_Your objective_. Pick out every line in the items below that contains the word "with", and copy each of those lines.

_Excerpted records_.
....................

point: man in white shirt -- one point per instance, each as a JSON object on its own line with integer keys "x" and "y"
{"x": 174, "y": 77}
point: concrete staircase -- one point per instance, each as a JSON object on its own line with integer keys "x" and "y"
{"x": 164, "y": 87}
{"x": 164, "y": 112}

....................

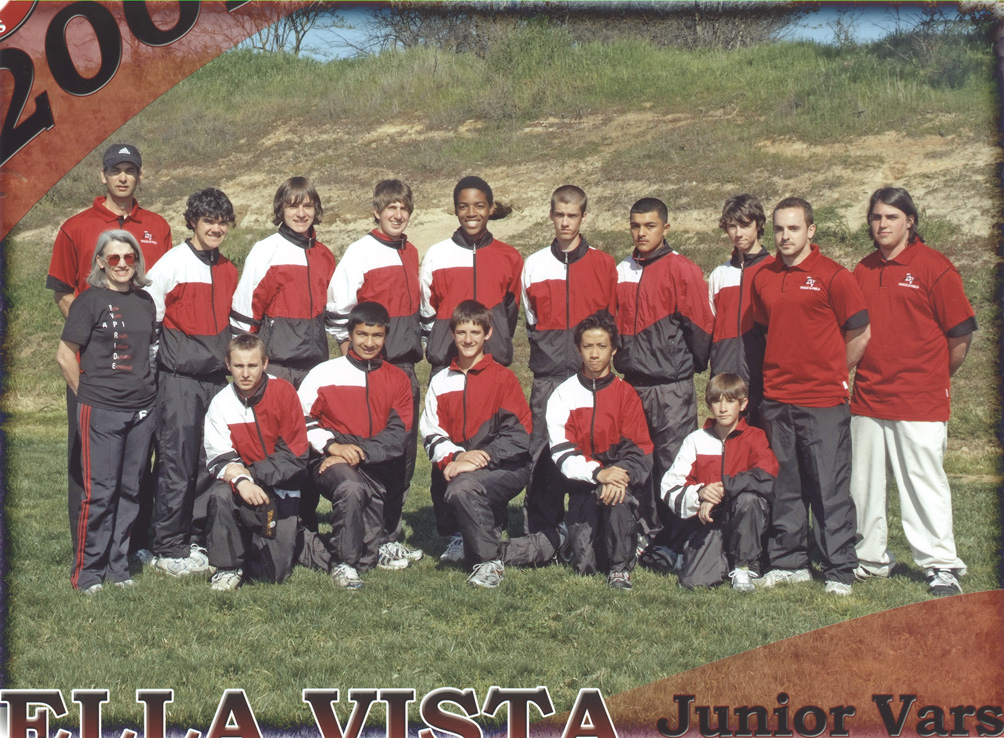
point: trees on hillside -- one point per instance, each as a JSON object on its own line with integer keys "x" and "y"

....................

_Result below_.
point: man in white shirt -- one point per instance, each as a JSON object on its own line with integer keys "x" and "y"
point: concrete staircase -- one point per instance, each as a JSON object on its own line with integer keys "x" and "y"
point: trees on hillside -- one point per instance, each as a JSON object on its own line with integer keys "x" and "y"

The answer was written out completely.